--- START ---

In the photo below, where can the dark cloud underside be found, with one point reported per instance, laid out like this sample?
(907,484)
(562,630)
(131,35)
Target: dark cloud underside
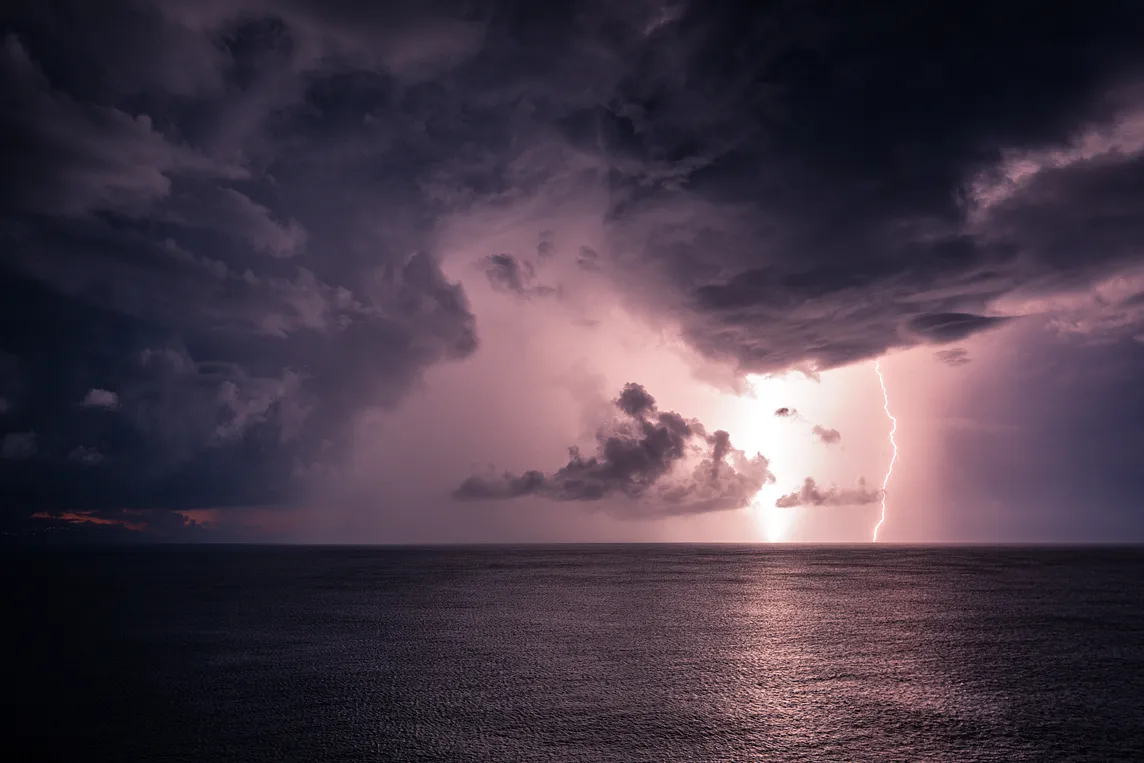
(223,217)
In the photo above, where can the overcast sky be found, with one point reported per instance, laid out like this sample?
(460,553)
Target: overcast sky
(350,271)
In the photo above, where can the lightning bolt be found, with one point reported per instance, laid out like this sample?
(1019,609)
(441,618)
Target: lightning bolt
(886,481)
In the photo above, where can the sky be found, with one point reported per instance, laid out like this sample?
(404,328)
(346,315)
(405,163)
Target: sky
(371,272)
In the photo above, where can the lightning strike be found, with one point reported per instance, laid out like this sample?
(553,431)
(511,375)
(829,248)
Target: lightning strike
(894,428)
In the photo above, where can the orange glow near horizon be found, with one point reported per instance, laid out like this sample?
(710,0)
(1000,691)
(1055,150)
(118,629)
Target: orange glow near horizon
(87,517)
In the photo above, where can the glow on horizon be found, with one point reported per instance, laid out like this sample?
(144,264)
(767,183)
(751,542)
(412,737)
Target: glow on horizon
(894,458)
(775,524)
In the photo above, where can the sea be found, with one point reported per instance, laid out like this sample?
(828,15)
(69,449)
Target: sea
(578,653)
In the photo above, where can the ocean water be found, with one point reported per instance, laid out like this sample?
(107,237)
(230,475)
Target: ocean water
(573,653)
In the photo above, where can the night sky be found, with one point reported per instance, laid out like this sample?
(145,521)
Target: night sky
(350,271)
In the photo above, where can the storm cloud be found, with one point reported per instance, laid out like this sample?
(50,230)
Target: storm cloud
(826,436)
(657,462)
(229,216)
(811,494)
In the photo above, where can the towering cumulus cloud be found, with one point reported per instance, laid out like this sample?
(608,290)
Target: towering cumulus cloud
(230,223)
(657,462)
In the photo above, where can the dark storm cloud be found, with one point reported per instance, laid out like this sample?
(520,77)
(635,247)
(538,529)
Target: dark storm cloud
(804,182)
(253,192)
(662,463)
(826,436)
(811,494)
(199,295)
(956,356)
(507,273)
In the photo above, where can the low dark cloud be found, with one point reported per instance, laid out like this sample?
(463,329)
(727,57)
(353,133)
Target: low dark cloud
(251,197)
(826,436)
(811,494)
(956,356)
(101,398)
(507,273)
(656,462)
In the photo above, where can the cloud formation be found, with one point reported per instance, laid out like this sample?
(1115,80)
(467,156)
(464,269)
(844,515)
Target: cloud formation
(658,462)
(507,273)
(826,436)
(811,494)
(231,213)
(101,398)
(956,356)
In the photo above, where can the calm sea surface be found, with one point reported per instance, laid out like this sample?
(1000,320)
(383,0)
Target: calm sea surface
(573,653)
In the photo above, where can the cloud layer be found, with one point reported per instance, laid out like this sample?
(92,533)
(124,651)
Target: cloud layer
(228,220)
(656,462)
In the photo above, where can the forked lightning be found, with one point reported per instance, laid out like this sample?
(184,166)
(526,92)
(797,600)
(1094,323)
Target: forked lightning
(894,428)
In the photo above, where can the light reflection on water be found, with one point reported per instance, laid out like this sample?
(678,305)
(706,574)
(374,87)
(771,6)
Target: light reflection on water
(614,653)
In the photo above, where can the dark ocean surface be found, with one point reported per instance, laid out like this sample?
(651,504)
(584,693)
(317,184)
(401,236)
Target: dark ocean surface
(573,653)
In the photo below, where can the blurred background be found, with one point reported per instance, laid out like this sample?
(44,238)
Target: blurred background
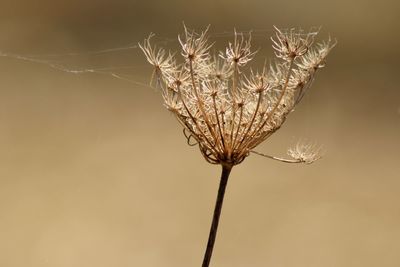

--- END ---

→ Task instructions: Copy out the listing above word for word, from the first line to the last, and leave out the pictures.

→ Complete response:
In the photo below, where can the dark cloud underside be found, with one point reported per instance, laid out like this sample?
(907,484)
(562,630)
(131,35)
Target: dark cloud underside
(223,217)
In the photo above, where can the overcast sky be found, with one point reported per instance, laid out like this sample?
(460,553)
Target: overcast sky
(350,271)
In the photo above, where can the lightning bolt be found, with one point reported per instance, laid out like this sample?
(1019,609)
(441,618)
Target: lightning bolt
(886,481)
In the photo above, where can the sky be found, with one point reported per instance, laid out like this sample?
(404,328)
(346,315)
(405,163)
Target: sky
(371,272)
In the photo above, where can the lightning strike be found, with one point reported per instance, laid out like this sample?
(553,431)
(511,375)
(829,248)
Target: lightning strike
(894,428)
In the photo above, where can the orange glow near horizon be found, with one point reported per instance, laid out like this sample?
(710,0)
(1000,691)
(1055,150)
(118,629)
Target: orange glow near horizon
(87,517)
In the photo above, where can the glow on horizon be found, with one point reported per instance, laid out like this sample?
(144,264)
(767,183)
(751,542)
(412,737)
Target: glow on horizon
(894,458)
(775,524)
In the photo above, where can the sea be found, with one point reported per instance, laid out like this sample?
(828,15)
(69,449)
Target: sea
(578,653)
In the photo above, where can the ocean water be found, with one point reported per instance, laid out like this sample?
(107,237)
(230,475)
Target: ocean water
(573,653)
In the photo above, where can the night sky be found, with one point reported per instance, laid out like this sample?
(145,521)
Target: night sky
(350,271)
In the photo above, where can the storm cloud be found, with one point reported per instance, laid out like this sample?
(50,230)
Target: storm cloud
(826,436)
(657,462)
(229,216)
(811,494)
In the photo above, where can the towering cumulus cloud be found, with one point reported per instance, laid out like this sample?
(608,290)
Target: towering cumulus cloud
(230,223)
(657,462)
In the photo above, where can the dark storm cloud be found, with one point reported per instance, laid out like this sample?
(520,77)
(635,247)
(538,529)
Target: dark storm cloud
(804,182)
(253,192)
(662,463)
(826,436)
(811,494)
(199,295)
(956,356)
(507,273)
In the photo above, where can the low dark cloud be found, with one point reported per instance, laid out like this sample?
(463,329)
(727,57)
(353,133)
Target: low dark cloud
(251,197)
(826,436)
(811,494)
(956,356)
(101,398)
(507,273)
(656,462)
In the photo above, where can the cloud formation be found, with one point reported per instance, laid out like this sample?
(1115,80)
(467,156)
(464,269)
(844,515)
Target: cloud formation
(658,462)
(507,273)
(826,436)
(811,494)
(231,213)
(101,398)
(956,356)
In the photo above, where can the calm sea surface be found, with one point reported per instance, laid out like this sample?
(1000,320)
(383,0)
Target: calm sea surface
(573,653)
In the photo above, where can the cloud layer be found, with one point reported per instance, laid out like this sample?
(92,533)
(124,651)
Target: cloud layer
(228,220)
(656,462)
In the photo above, where can the forked lightning be found, with one point reported per instance, laid out like this sample?
(184,166)
(526,92)
(797,600)
(1094,323)
Target: forked lightning
(894,428)
In the photo above, where can the light reflection on water be found, with one point reported per instance, laid out like this sample?
(678,305)
(706,574)
(374,87)
(771,6)
Target: light reflection on water
(614,653)
In the photo above, where can the dark ocean surface be found, with one point reported per instance, laid out like this sample?
(651,504)
(584,693)
(317,184)
(401,236)
Target: dark ocean surface
(573,653)
In the photo below, where can the blurred background be found, with one point reported per instance, laid out like this sample?
(44,238)
Target: blurred background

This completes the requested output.